Tasks for this exercise:
[1] Could you repeat the passage on methods for detecting the ground word for word, from "If the weather" up to and including "(see http://www.edu-observatory.org/gps/dgps.html)."?
[2] Can you carry on the passage about detecting the ground and lining up with a runway from the point where it stops?

* Start Reading passage *

There are a couple of good methods for detecting the ground. Aircraft
use a few methods, but a Radar altimeter is the most widely used. See
http://www.roke.co.uk/aviation/miniature_radar_altimeter.asp This will
most likely be out of your budget and weight range though.

If the weather is clear, you're not too high, and the ground is fairly
reflective, a laser range finder with RS232 output will work rather
nicely. See:

http://laseroptronix.se/dispu/ilm400el.html

You might also try hacking one of these cheaper consumer products:

http://www.professionalequipment.com/xq/ASP/ProductID.4231/id.15/subID.125/qx/default.htm

As for lining up with the centerline and glide slop of the runway,
aircraft use multiple technologies for that including ILS, MLS, and DGPS
(see http://www.edu-observatory.org/gps/dgps.html).

* End Reading passage *
* Start Extracted entries *

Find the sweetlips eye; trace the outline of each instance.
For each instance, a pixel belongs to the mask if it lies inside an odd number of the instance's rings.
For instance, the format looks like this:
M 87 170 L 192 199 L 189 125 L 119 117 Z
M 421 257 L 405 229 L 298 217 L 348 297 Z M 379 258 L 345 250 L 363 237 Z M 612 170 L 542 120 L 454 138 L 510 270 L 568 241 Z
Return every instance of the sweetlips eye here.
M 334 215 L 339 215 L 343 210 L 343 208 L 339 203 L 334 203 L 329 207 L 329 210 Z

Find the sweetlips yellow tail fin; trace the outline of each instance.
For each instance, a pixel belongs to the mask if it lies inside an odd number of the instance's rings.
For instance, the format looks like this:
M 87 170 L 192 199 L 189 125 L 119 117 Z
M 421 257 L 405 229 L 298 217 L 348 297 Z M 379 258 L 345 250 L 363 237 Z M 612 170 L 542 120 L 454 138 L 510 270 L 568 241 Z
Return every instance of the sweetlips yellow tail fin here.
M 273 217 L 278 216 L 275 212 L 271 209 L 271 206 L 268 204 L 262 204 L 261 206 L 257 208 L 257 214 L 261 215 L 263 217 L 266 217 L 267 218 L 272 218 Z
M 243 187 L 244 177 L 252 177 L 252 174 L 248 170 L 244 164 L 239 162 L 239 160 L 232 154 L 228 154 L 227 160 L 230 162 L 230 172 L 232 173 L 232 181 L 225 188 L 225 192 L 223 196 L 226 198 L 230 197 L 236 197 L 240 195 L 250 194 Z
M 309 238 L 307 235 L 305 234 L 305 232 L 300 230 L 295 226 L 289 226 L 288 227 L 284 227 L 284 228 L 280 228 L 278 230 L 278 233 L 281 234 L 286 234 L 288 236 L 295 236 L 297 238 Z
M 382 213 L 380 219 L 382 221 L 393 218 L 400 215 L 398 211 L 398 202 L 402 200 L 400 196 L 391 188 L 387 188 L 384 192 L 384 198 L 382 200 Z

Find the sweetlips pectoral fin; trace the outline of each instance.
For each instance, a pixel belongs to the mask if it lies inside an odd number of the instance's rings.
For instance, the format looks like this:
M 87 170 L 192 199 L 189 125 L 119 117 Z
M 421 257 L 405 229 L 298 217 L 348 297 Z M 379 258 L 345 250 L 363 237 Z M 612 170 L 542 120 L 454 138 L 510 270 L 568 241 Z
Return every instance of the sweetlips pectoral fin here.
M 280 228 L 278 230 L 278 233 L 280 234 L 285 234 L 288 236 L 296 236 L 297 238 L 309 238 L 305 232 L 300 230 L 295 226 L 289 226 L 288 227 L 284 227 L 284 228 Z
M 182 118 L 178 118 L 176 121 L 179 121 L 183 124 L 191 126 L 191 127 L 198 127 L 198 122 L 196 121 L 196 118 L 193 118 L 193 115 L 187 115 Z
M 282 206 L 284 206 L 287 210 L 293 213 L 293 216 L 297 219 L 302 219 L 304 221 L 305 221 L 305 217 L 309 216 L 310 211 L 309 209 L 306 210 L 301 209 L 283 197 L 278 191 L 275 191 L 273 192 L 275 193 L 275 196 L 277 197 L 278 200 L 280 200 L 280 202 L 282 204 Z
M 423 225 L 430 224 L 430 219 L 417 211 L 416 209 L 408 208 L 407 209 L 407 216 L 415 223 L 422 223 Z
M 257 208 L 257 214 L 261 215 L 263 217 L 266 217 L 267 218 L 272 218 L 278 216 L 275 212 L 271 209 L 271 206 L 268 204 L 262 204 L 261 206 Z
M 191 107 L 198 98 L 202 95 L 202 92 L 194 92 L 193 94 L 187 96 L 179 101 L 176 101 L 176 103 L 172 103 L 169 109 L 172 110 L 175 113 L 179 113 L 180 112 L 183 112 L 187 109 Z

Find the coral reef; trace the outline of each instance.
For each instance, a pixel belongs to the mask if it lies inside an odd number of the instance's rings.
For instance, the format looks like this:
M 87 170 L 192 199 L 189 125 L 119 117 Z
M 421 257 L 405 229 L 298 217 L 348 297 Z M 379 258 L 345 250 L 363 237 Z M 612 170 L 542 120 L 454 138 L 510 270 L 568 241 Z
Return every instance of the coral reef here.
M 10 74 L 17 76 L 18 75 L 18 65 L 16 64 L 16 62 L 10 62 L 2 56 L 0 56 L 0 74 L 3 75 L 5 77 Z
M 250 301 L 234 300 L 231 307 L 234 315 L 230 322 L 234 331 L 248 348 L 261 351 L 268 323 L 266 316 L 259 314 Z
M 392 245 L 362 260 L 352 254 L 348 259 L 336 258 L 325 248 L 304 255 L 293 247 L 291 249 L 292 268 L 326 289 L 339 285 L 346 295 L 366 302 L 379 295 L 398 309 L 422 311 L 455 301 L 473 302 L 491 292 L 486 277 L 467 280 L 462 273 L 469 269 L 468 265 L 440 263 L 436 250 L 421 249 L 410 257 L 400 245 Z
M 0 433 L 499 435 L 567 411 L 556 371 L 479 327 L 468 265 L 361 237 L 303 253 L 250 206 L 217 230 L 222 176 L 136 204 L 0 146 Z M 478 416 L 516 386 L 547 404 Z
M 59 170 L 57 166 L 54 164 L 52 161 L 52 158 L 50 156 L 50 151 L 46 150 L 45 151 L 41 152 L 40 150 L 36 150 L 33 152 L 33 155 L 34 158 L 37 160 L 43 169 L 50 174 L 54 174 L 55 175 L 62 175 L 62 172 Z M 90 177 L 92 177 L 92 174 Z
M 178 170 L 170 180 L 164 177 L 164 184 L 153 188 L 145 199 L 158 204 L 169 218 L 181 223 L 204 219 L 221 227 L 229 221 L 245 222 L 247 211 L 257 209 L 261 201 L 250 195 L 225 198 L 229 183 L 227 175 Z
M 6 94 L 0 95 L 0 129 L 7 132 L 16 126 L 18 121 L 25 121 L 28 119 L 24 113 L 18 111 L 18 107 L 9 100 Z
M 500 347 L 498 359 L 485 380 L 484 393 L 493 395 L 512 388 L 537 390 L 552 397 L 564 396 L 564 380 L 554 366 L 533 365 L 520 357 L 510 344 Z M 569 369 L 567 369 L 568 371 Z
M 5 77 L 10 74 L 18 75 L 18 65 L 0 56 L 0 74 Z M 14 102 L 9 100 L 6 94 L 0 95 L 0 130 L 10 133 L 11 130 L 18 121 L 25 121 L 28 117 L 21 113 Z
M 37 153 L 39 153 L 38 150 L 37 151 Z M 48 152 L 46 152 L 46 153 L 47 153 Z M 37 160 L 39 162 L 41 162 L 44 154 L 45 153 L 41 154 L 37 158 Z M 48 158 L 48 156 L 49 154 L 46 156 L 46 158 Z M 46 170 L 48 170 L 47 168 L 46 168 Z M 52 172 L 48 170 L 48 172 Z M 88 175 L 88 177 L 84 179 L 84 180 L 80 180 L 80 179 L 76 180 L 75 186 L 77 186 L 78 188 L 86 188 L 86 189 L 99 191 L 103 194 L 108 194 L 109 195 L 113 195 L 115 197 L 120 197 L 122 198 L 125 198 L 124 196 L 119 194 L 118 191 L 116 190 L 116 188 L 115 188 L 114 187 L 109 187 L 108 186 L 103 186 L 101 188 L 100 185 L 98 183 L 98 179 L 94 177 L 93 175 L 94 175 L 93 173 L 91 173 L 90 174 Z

* End Extracted entries *

Exercise answers:
[1]
If the weather is clear, you're not too high, and the ground is fairly
reflective, a laser range finder with RS232 output will work rather
nicely. See:

http://laseroptronix.se/dispu/ilm400el.html

You might also try hacking one of these cheaper consumer products:

http://www.professionalequipment.com/xq/ASP/ProductID.4231/id.15/subID.125/qx/default.htm

As for lining up with the centerline and glide slop of the runway,
aircraft use multiple technologies for that including ILS, MLS, and DGPS
(see http://www.edu-observatory.org/gps/dgps.html).

[2]
The resolution, price and weight of ILS and MLS will not make sense for
a small model though, plus you need to have multi-million dollar
ground-based transmission equipment for each, plus very expensive
receivers on board. Although the receiver is relatively inexpensive,
DGPS has a resolution of 3-6 meters. The last time I flew RC, our
runway was 25 feet wide with tall grass on either side. Not wide enough
to overcome the DGPS error. I suppose if you had a wide enough runway
you could at least line up with it. With laser distance detection, you
could over come the error of the DGPS and control your low-level
altitude. I would rely on a digital barometric pressure sensor or the
DGPS altitude for descending to pattern altitude and follow the DGPS
altitude down until the laser picks up the ground.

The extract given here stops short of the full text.